## TASK PROMPT
Print out all of the data below, keeping it identical to the original.

□ □ □

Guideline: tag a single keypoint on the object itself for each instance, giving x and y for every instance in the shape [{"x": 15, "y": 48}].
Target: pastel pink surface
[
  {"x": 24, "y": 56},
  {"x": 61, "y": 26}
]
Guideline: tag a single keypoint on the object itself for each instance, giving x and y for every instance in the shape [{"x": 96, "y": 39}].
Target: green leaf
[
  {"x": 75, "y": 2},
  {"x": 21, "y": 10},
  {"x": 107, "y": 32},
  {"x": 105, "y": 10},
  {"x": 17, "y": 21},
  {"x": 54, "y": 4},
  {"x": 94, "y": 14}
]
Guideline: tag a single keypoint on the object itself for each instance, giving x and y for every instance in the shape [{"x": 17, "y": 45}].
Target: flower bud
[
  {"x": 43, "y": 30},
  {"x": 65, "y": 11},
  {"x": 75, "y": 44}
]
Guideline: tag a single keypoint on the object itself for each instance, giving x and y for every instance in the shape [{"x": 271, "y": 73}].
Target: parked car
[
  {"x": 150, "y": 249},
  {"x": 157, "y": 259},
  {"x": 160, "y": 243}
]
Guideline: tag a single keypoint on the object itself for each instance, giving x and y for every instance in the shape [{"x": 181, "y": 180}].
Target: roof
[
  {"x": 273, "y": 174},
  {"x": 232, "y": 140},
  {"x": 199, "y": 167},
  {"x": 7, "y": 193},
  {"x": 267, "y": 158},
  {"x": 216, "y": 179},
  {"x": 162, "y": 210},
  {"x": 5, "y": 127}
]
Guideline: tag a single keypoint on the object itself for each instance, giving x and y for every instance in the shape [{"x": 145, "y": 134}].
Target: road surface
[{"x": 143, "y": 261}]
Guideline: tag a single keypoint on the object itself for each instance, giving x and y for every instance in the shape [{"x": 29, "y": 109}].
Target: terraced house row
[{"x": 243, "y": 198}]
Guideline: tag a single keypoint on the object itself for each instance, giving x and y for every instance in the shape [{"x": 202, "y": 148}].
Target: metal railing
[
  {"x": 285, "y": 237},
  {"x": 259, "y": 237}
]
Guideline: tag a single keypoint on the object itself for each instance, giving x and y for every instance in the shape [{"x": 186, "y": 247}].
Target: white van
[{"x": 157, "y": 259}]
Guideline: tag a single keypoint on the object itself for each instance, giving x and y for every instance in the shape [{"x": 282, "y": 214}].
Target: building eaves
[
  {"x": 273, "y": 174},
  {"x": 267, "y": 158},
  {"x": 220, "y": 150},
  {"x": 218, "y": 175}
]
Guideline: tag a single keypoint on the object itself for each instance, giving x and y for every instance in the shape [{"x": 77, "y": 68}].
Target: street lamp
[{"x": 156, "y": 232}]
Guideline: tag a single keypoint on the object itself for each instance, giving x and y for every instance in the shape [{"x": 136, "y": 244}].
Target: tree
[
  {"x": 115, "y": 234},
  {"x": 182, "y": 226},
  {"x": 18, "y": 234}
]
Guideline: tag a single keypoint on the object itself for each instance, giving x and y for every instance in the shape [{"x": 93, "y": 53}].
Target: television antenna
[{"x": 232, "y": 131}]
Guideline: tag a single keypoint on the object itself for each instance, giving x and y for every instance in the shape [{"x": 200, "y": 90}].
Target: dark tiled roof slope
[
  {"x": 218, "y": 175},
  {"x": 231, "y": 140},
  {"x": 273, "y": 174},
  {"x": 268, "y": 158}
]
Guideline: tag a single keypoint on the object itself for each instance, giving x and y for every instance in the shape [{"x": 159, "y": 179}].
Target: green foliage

□ □ □

## RESPONSE TO THIS TASK
Guideline: tag a single keypoint on the object itself for each instance, giving x and y for every instance in the shape [{"x": 15, "y": 48}].
Target: pastel pink surface
[
  {"x": 24, "y": 56},
  {"x": 61, "y": 26}
]
Guideline: tag a single keypoint on the object itself for each instance, giving x and y for every instance in the shape [{"x": 96, "y": 39}].
Target: green leaf
[
  {"x": 75, "y": 2},
  {"x": 21, "y": 10},
  {"x": 107, "y": 32},
  {"x": 105, "y": 10},
  {"x": 17, "y": 21},
  {"x": 54, "y": 4},
  {"x": 94, "y": 14}
]
Guideline: tag a single keypoint on the object itself for each instance, giving x and y for every instance in the shape [{"x": 17, "y": 45}].
Target: flower bud
[
  {"x": 43, "y": 30},
  {"x": 65, "y": 11},
  {"x": 75, "y": 44}
]
Guideline: tag a single keypoint on the object itself for each instance, giving x and y for every instance in the shape [{"x": 271, "y": 73}].
Target: parked car
[
  {"x": 150, "y": 249},
  {"x": 157, "y": 259},
  {"x": 160, "y": 243}
]
Guideline: tag a single keypoint on the object itself for each instance, giving x and y for every instance in the shape [{"x": 181, "y": 180}].
Target: roof
[
  {"x": 273, "y": 174},
  {"x": 232, "y": 140},
  {"x": 199, "y": 167},
  {"x": 7, "y": 193},
  {"x": 267, "y": 158},
  {"x": 216, "y": 179},
  {"x": 162, "y": 210},
  {"x": 5, "y": 127}
]
Guideline: tag a single keypoint on the object itself for each instance, giving x and y for every instance in the shape [{"x": 145, "y": 134}].
Target: road surface
[{"x": 143, "y": 261}]
Guideline: tag a single keypoint on the object itself for each instance, giving x and y for every instance in the shape [{"x": 29, "y": 109}].
Target: terraced house row
[{"x": 243, "y": 198}]
Guideline: tag a single keypoint on the object itself for each instance, giving x and y for every instance in the shape [{"x": 202, "y": 148}].
Target: metal railing
[
  {"x": 285, "y": 237},
  {"x": 259, "y": 237}
]
Guideline: tag a single keypoint on the object itself for each instance, giving x and y for every instance in the shape [{"x": 186, "y": 247}].
Target: white van
[{"x": 157, "y": 259}]
Guideline: tag a single keypoint on the object itself for each instance, giving x and y for every instance in the shape [{"x": 282, "y": 214}].
Target: building eaves
[
  {"x": 273, "y": 174},
  {"x": 267, "y": 158},
  {"x": 220, "y": 150},
  {"x": 218, "y": 175}
]
Guideline: tag a single keypoint on the object itself for each instance, giving x and y for every instance in the shape [{"x": 77, "y": 68}].
Target: street lamp
[{"x": 156, "y": 232}]
Guideline: tag a single keypoint on the object itself for each instance, giving x and y for every instance in the shape [{"x": 136, "y": 244}].
Target: tree
[
  {"x": 115, "y": 234},
  {"x": 182, "y": 226},
  {"x": 18, "y": 234}
]
Guideline: tag a single keypoint on the object itself for each instance, giving x and y for every instance in the shape [{"x": 93, "y": 53}].
Target: television antenna
[{"x": 232, "y": 131}]
Guideline: tag a single keypoint on the object itself for each instance, giving x and y for every instance in the shape [{"x": 200, "y": 90}].
Target: dark tiled roof slope
[
  {"x": 218, "y": 175},
  {"x": 231, "y": 140},
  {"x": 273, "y": 174},
  {"x": 268, "y": 158}
]
Guideline: tag a single keypoint on the object itself for each instance, giving x and y for every instance in the shape [{"x": 159, "y": 179}].
Target: green foliage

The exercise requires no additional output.